>> START EXERCISE DATA

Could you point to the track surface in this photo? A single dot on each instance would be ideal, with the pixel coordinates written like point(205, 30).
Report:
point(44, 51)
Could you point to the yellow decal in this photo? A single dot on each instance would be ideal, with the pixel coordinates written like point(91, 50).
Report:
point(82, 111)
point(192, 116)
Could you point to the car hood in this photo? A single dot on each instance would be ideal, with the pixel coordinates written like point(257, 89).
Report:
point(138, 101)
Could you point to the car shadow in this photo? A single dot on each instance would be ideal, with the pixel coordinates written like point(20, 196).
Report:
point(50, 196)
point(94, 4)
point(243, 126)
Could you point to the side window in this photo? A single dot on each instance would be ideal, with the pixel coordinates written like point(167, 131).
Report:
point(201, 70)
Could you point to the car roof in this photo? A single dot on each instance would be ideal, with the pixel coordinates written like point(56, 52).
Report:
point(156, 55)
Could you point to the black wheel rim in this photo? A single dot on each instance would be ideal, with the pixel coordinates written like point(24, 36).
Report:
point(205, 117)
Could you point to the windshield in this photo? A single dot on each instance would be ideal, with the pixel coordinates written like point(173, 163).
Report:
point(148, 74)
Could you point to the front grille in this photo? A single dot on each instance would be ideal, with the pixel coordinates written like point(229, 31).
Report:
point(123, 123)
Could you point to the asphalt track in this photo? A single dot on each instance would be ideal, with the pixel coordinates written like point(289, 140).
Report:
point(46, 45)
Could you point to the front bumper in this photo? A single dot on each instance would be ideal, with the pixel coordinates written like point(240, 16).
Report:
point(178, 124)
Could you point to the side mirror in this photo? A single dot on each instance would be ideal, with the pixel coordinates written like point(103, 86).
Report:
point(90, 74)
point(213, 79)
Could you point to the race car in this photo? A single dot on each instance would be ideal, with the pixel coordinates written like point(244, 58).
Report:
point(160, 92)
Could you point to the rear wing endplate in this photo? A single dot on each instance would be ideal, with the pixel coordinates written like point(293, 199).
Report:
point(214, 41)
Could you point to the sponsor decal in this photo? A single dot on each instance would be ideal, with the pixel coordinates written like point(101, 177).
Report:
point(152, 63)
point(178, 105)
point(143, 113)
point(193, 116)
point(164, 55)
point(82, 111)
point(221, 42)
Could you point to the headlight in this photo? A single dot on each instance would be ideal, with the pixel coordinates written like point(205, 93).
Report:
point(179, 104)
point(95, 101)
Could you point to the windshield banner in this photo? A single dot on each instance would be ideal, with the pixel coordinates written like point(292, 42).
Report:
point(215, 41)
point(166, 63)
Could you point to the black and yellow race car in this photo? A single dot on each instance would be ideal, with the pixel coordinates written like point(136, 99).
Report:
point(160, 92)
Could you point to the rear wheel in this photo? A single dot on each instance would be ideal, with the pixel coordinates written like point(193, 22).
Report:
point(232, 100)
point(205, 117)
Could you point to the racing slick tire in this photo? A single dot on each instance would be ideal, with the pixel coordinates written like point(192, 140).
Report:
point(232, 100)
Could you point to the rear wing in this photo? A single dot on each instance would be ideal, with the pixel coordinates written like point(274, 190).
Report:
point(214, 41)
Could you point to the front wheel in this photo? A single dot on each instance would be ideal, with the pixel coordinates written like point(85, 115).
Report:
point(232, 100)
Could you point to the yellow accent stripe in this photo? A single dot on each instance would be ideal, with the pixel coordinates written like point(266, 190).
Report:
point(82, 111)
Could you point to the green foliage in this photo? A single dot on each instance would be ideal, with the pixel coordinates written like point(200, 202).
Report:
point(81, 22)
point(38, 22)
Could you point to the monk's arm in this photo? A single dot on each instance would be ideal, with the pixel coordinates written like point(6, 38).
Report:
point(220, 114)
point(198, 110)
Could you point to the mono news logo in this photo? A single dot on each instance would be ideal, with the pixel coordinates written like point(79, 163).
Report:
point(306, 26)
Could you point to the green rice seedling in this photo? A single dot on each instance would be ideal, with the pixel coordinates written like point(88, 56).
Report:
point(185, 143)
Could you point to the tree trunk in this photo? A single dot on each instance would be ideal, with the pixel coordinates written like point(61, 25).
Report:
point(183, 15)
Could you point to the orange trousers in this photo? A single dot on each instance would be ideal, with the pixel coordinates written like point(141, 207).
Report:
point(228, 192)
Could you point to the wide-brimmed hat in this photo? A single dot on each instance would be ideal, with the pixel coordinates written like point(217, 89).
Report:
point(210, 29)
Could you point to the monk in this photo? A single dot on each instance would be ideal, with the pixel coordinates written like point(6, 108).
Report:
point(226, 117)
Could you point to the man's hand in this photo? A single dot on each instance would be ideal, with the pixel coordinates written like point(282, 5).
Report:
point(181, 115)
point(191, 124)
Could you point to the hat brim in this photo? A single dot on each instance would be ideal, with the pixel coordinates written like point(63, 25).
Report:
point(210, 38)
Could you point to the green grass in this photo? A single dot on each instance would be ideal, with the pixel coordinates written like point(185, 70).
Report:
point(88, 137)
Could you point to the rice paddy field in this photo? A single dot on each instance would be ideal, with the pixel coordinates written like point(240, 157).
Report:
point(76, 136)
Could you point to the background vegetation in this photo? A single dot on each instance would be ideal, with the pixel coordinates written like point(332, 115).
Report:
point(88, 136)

>> END EXERCISE DATA

GOAL: Copy out every item above word for word, changing nothing.

OUTPUT:
Could you point to the track surface in this photo? A single dot on each instance would be ideal, with the pixel coordinates written like point(205, 30).
Report:
point(44, 51)
Could you point to the yellow decal in this photo? A single dot on each instance would be ideal, with the pixel coordinates written like point(91, 50).
Report:
point(82, 111)
point(192, 116)
Could you point to the car hood in this photo? A single dot on each instance would be ideal, with the pixel coordinates written like point(257, 89).
Report:
point(138, 101)
Could you point to the car shadow in this photo? A single dot on each instance would be ideal, with the pixel coordinates written like point(20, 196).
Report:
point(50, 196)
point(94, 4)
point(243, 126)
Could you point to the side window in this photo? A single dot on each instance would be ideal, with the pixel coordinates written like point(167, 131).
Report:
point(201, 70)
Could you point to the car roof in this photo? A single dot on each instance would be ideal, with the pixel coordinates written like point(56, 52).
Report:
point(156, 55)
Could you point to the black wheel rim in this photo? A single dot on each instance would be ideal, with the pixel coordinates written like point(24, 36).
Report:
point(205, 117)
Could you point to the windshield in this photo? A single dot on each instance would be ideal, with the pixel coordinates written like point(173, 163).
Report:
point(148, 74)
Could you point to the front grille in this photo? A single dot on each instance would be ideal, with the pixel coordinates written like point(229, 31).
Report:
point(123, 123)
Could you point to the asphalt track in this photo? A single dot on each instance would be ideal, with the pixel coordinates written like point(289, 140).
Report:
point(46, 45)
Could you point to the front bumper in this photo? A single dot on each instance would be ideal, with the pixel coordinates written like point(240, 16).
Report:
point(178, 124)
Could you point to the side mirror in this photo? A single dot on each instance would be ideal, with the pixel coordinates written like point(103, 86).
Report:
point(90, 74)
point(213, 79)
Could you point to the race car in this photo? A single dot on each instance would be ideal, with the pixel coordinates written like point(244, 58).
Report:
point(160, 92)
Could you point to the rear wing endplate in this photo? A single dot on each instance would be ideal, with the pixel coordinates written like point(293, 199).
Report:
point(214, 41)
Could you point to the sponsor decal in this photo? A single dot on each instance would be ideal, with the pixel coordinates written like point(101, 177).
Report:
point(152, 63)
point(178, 105)
point(143, 113)
point(193, 116)
point(164, 55)
point(82, 111)
point(221, 42)
Could you point to the headlight in this photo? A single dot on each instance would be ideal, with the pixel coordinates written like point(205, 93).
Report:
point(179, 104)
point(95, 101)
Could you point to the windshield banner in this photo? A single dot on each instance would be ideal, with the pixel coordinates written like point(292, 42).
Report:
point(215, 41)
point(166, 63)
Could you point to the black and yellow race car in this photo? A single dot on each instance would be ideal, with the pixel coordinates written like point(136, 99).
Report:
point(160, 92)
Could you point to the rear wheel in this photo? A single dot on each instance would be ideal, with the pixel coordinates written like point(193, 22).
Report:
point(232, 100)
point(205, 117)
Could you point to the racing slick tire in this photo? A single dot on each instance would be ideal, with the pixel coordinates written like point(192, 140).
Report:
point(232, 100)
Could you point to the rear wing in this photo? A single dot on each instance would be ideal, with the pixel coordinates written like point(274, 190).
Report:
point(214, 41)
Could you point to the front wheel in this photo? A single dot on each instance would be ideal, with the pixel coordinates written like point(85, 115).
Report:
point(232, 100)
Could you point to the yellow accent stripe in this photo? A single dot on each instance would be ideal, with the pixel coordinates written like point(266, 190).
Report:
point(82, 111)
Could you point to the green foliage in this photo? A single dot on each instance would be ideal, with the pixel coordinates written like point(200, 202).
Report:
point(81, 22)
point(38, 22)
Could you point to the monk's arm in this photo? A single dot on each instance would be ideal, with the pixel coordinates written like point(6, 38).
Report:
point(220, 114)
point(198, 110)
Could you point to the mono news logo in this photo? A single dot on each instance would be ideal, with the pixel coordinates written like point(79, 163).
Report:
point(306, 26)
Could you point to the green rice seedling in this photo? A single dot on each instance would be ideal, with the pixel coordinates written like point(88, 56).
Report:
point(185, 143)
Could you point to the tree trunk in this photo? A single dot on each instance would be ideal, with the pixel coordinates written like point(61, 25).
Report:
point(183, 15)
Could you point to the orange trousers in this photo? A single dot on each instance would be ideal, with the pixel coordinates written like point(141, 207).
Report:
point(228, 192)
Could you point to the wide-brimmed hat in this photo? A single dot on each instance would be ideal, with the pixel coordinates written like point(217, 89).
Report:
point(210, 29)
Could you point to the monk in this photo? A single dot on each instance would be ideal, with the pixel coordinates written like point(6, 108).
Report:
point(226, 117)
Could you point to the man's hand in this photo? A single dot on each instance would be ideal, with the pixel coordinates written like point(282, 5).
Report:
point(181, 115)
point(191, 124)
Could you point to the hat brim in this photo? A single dot on each instance would be ideal, with the pixel coordinates written like point(63, 25).
Report:
point(210, 38)
Could you point to the green grass in this photo? A single dot on each instance would be ideal, with the pixel coordinates written like point(185, 70).
Report:
point(88, 137)
Could you point to the rice paddy field in this photo? A single dot on each instance would be ideal, with the pixel coordinates written like point(240, 157).
Report:
point(76, 136)
Could you point to the background vegetation in this photo? A single dot on each instance would be ideal, with the pixel coordinates written like point(332, 115).
Report:
point(88, 136)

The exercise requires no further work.